Dataset entries:
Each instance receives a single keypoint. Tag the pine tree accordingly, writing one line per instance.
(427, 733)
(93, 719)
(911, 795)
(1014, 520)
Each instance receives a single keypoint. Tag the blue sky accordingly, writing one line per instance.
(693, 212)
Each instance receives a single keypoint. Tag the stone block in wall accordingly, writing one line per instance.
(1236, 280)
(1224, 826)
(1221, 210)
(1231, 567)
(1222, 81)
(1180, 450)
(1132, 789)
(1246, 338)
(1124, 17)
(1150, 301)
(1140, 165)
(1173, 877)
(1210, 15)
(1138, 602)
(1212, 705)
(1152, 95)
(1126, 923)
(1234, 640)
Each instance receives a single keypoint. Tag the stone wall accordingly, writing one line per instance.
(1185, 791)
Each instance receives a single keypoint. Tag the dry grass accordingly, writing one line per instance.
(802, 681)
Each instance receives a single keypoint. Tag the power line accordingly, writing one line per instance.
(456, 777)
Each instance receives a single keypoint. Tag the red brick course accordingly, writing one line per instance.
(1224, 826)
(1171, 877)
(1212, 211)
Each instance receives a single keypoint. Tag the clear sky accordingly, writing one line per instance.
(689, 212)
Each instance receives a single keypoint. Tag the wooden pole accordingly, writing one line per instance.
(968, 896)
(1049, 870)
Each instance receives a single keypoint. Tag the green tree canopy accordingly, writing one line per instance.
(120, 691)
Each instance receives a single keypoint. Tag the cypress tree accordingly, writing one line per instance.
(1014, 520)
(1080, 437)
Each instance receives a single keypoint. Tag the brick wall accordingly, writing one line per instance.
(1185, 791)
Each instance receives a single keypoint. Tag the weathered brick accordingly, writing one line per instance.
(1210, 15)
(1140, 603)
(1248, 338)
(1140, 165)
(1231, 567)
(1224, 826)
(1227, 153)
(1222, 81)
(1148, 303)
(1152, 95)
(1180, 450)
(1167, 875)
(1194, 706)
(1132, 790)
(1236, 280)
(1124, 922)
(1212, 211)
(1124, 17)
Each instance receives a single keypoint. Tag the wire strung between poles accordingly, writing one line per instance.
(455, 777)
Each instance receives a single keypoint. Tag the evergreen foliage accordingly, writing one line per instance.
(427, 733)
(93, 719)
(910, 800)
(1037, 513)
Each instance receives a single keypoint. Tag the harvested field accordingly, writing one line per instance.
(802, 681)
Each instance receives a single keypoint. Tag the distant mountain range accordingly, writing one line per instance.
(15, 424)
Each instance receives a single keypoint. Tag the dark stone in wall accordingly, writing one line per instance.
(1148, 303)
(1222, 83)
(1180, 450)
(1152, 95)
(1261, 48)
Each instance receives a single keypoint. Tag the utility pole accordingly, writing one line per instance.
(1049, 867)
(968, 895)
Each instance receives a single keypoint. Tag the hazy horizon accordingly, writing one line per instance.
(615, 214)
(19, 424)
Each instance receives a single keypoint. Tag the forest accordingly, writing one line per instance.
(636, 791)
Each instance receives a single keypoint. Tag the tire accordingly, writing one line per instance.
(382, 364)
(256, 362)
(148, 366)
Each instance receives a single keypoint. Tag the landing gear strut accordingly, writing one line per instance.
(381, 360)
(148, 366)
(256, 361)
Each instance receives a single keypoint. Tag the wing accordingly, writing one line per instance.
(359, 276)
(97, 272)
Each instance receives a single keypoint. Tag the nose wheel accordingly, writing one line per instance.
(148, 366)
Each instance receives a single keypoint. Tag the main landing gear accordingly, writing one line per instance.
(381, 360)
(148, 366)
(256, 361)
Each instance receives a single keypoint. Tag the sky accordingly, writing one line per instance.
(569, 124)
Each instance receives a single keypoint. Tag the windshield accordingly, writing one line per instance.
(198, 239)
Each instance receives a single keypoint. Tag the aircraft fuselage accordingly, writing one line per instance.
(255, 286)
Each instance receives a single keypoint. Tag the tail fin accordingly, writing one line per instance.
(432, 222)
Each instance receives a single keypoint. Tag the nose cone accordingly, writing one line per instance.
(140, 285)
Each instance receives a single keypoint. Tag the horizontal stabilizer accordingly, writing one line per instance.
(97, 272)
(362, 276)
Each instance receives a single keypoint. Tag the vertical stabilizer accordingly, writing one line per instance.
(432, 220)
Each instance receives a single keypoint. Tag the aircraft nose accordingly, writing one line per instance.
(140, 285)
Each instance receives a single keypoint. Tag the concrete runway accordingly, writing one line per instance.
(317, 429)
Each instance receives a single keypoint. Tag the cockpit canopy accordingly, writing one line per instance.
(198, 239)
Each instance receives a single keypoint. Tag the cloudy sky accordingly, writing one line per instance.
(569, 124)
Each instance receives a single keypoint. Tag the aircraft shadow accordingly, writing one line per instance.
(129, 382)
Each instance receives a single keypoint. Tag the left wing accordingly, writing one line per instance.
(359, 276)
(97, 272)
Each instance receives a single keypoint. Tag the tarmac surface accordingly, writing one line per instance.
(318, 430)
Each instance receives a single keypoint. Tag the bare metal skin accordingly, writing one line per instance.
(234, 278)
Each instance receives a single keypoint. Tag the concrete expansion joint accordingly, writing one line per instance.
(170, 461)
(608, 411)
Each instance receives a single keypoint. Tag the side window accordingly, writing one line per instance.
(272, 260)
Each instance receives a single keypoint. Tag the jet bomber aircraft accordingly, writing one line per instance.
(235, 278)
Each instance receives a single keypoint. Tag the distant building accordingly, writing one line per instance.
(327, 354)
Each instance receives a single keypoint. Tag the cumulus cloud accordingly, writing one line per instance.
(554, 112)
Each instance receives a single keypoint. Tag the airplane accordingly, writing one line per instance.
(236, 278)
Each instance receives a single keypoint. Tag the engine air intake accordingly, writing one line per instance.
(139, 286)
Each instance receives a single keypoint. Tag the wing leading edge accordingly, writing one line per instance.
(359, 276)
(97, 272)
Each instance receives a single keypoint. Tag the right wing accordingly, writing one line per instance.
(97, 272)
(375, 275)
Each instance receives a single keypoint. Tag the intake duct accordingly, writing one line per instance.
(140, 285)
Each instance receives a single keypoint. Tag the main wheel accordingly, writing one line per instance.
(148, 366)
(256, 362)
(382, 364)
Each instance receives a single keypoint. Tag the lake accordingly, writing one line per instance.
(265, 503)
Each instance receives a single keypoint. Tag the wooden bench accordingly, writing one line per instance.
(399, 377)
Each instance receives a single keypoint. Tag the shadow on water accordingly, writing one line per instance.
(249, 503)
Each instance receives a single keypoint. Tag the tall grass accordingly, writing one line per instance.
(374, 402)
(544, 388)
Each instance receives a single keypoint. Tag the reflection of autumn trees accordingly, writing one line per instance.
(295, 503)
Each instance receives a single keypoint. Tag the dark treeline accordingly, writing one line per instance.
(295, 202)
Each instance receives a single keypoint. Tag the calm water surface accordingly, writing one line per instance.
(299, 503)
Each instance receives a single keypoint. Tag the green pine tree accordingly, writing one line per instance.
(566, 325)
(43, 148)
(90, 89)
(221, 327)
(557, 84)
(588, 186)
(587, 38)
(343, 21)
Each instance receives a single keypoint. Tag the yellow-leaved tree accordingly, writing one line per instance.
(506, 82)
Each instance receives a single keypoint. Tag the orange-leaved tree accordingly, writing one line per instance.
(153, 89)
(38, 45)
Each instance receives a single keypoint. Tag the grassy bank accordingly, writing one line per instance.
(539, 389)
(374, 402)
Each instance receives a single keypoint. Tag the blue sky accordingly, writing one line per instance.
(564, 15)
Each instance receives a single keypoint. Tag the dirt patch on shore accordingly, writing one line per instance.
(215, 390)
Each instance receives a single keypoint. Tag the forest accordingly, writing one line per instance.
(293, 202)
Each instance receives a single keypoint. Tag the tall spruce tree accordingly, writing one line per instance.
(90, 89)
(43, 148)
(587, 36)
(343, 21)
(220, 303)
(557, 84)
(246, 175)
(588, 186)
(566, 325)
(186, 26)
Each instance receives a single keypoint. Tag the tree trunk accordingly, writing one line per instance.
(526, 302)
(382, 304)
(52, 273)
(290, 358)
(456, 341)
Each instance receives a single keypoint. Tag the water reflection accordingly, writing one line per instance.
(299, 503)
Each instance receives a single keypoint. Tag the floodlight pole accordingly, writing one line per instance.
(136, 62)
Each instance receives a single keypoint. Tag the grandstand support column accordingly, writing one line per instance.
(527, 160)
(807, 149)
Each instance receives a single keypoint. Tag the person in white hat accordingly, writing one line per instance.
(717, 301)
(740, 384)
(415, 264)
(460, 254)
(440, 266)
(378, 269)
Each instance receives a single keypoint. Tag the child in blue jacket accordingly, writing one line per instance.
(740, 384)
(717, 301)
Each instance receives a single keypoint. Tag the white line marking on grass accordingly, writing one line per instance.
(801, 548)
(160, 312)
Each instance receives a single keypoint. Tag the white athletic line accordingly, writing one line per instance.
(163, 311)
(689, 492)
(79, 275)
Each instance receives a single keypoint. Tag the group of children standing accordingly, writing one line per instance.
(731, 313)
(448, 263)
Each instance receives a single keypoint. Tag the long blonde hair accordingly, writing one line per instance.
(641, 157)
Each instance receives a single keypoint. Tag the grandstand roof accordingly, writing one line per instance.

What to work on ▸
The lines from the one holding "Each instance receives a single keypoint. Tag the white line" to the final line of the entries, both included, are what should be output, exactly and alone.

Solution ▸
Each instance receives a single keypoint. Tag the white line marking on grass accordingly, writing one line per instance.
(801, 548)
(160, 312)
Each instance receives a single keypoint. Tag the white athletic line accordingly, writing one line per instance.
(163, 311)
(689, 492)
(79, 275)
Each instance receives a single keypoint. Tag the group of children standing accordingly, writing one line per instance.
(731, 313)
(448, 263)
Each instance receives a single keypoint. Tag the long blonde hair accordingly, writing one line per instance.
(641, 157)
Each instance receives a single keypoint. Tag the grandstand roof accordingly, writing one line per instance.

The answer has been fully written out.